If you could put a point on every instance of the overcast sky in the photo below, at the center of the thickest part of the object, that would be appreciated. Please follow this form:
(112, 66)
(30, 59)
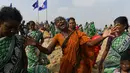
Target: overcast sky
(102, 12)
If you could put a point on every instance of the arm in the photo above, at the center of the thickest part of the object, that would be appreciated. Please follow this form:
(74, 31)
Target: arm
(47, 50)
(106, 49)
(104, 54)
(96, 41)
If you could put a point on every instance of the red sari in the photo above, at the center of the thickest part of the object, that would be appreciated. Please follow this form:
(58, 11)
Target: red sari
(69, 58)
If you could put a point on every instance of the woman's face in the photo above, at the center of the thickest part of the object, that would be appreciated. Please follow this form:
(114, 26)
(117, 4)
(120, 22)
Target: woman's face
(125, 65)
(119, 28)
(61, 24)
(9, 28)
(72, 24)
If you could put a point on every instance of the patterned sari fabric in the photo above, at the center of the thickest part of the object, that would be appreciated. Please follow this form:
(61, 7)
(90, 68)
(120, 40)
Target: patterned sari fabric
(119, 45)
(91, 30)
(12, 55)
(33, 58)
(70, 53)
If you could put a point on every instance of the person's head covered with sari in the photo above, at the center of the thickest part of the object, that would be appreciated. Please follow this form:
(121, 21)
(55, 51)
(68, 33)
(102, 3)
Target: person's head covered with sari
(72, 23)
(61, 23)
(121, 24)
(125, 61)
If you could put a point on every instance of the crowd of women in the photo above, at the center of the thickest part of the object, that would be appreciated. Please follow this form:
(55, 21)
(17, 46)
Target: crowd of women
(22, 49)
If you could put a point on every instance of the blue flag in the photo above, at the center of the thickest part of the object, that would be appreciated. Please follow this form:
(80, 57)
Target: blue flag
(44, 6)
(11, 5)
(35, 5)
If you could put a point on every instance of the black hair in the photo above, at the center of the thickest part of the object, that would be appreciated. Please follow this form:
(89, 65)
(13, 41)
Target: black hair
(122, 20)
(71, 18)
(10, 13)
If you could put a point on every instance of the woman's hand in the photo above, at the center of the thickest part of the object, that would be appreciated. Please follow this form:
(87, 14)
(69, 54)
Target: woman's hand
(100, 67)
(30, 41)
(109, 33)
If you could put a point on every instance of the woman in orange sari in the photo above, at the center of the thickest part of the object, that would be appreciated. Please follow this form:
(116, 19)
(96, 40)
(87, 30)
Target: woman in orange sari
(76, 46)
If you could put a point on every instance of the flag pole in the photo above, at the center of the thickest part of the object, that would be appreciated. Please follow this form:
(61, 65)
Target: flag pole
(38, 12)
(47, 11)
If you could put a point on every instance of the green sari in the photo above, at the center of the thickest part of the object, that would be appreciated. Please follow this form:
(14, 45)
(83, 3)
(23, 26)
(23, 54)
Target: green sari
(33, 59)
(119, 45)
(12, 55)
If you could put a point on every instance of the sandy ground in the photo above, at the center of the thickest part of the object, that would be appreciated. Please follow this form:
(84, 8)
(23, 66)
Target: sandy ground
(54, 58)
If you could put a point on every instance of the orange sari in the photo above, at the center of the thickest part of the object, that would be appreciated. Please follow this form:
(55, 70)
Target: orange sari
(69, 58)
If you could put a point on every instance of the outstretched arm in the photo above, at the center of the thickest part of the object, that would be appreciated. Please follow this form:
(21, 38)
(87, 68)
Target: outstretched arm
(105, 54)
(107, 33)
(96, 41)
(48, 50)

══════════

Requirement
Where the material above includes pictures, omit them and retype everything else exactly.

Answer space
If you could put a point on every instance of the overcast sky in the photo below, at the center of the thickest part of the object, that would be appreciated. Please follow this form:
(112, 66)
(30, 59)
Target: overcast sky
(102, 12)
If you could put a point on every instance of the arm in the photo above, at the center of the thickest part of the object, that would be appreciated. Please follow this form:
(74, 31)
Target: arm
(47, 50)
(106, 49)
(104, 54)
(96, 41)
If you could put a point on every instance of the red sari in the photo above, at the center of the thickest part of the object, that would be appreciated. Please follow this form:
(58, 11)
Target: red sari
(69, 58)
If you could put a point on every instance of the woman's face in the photo above, at the center of the thickest part of the object, that would be appreciated. Please follow this form:
(114, 26)
(117, 4)
(120, 22)
Target: woman's face
(125, 65)
(119, 28)
(61, 24)
(9, 28)
(72, 24)
If you could put a point on every instance of the patterned sari fabric in the photo above, at the center of the thickest part of the object, that would be appreciated. Please follow this form:
(61, 7)
(90, 68)
(120, 40)
Target: patterned sari fabric
(119, 45)
(91, 30)
(12, 55)
(33, 58)
(70, 53)
If you could put a point on every instance of the person's head covered with sari in the photo above, at the center of the thickest part of the object, that would be appreciated. Please follow this form:
(121, 21)
(55, 51)
(68, 33)
(102, 3)
Target: person's head covered with sari
(72, 23)
(61, 23)
(121, 24)
(125, 61)
If you could put a point on every instance of the crowd of women in the photo above, at the center of the thickest part of the object, that would be appreciated. Please follow this form:
(55, 21)
(17, 46)
Target: crowd of women
(22, 49)
If you could put a point on every instance of the blue flag in the photo above, at the center of the thickest part of the object, that would be appreciated. Please follow this form:
(80, 57)
Target: blue flag
(44, 6)
(11, 5)
(35, 5)
If you could put a point on every instance of the black hair in the photo above, at the center of the thickest part of the object, that would be appreciated. Please follow this form:
(89, 65)
(13, 41)
Target: black hair
(122, 20)
(71, 18)
(10, 13)
If you could put a point on every instance of the woman's hand in the photo above, at the center of the thickest part of the object, that would be appreciated. Please follow this form:
(87, 14)
(69, 54)
Target: woman's hand
(100, 67)
(30, 41)
(109, 33)
If you could put a point on every instance of the woman in orange sari in the photo above, at the center of the thickest part of the object, that would be appreciated. Please follow this form:
(116, 19)
(96, 40)
(87, 30)
Target: woman in orange sari
(76, 46)
If you could put a point on every instance of the flag pole in the photo above, at the center of the thickest part of the object, that would be appreciated. Please follow this form:
(61, 65)
Target: flag pole
(38, 12)
(47, 11)
If you could put a point on every instance of the green sari in the photo above, at the center of the thickest part of the object, that would be appreciated. Please follow this form:
(14, 45)
(83, 3)
(23, 26)
(23, 54)
Target: green sari
(33, 59)
(119, 45)
(12, 55)
If you could put a point on every instance of the sandy ground in the photo above, at the center of the thickest part of the object, that would be appreciated. Please follow this form:
(84, 8)
(23, 66)
Target: sandy ground
(54, 58)
If you could put a point on every instance of the orange sari in the photo above, at the center of the thickest part of the object, that would be appreciated. Please follow this form:
(55, 70)
Target: orange sari
(69, 58)
If you could put a point on every instance of the outstretched arm in the photo above, at the center of the thickest part of the object, that would be appreciated. Please follow this form:
(21, 38)
(87, 68)
Target: outstretched arm
(105, 54)
(107, 33)
(96, 41)
(48, 50)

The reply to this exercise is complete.